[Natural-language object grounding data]

>>>>>

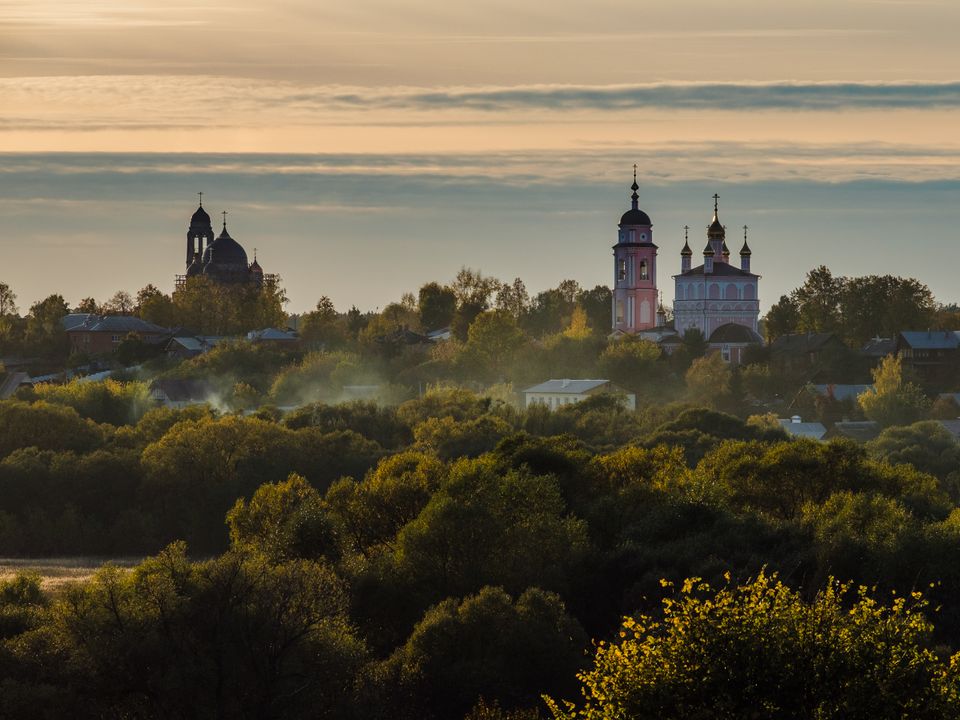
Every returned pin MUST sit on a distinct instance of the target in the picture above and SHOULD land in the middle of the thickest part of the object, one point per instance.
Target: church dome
(195, 267)
(225, 253)
(200, 219)
(635, 216)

<<<<<

Your task
The reply should hold every entry above, given again exactly, but not a single picture.

Expected answer
Every returned pin MUST sit on a distinct instance of the target in the picture above and SHOULD land in the middle of the thickest part of the object, one point per instance.
Target: church dome
(195, 267)
(225, 253)
(200, 219)
(635, 216)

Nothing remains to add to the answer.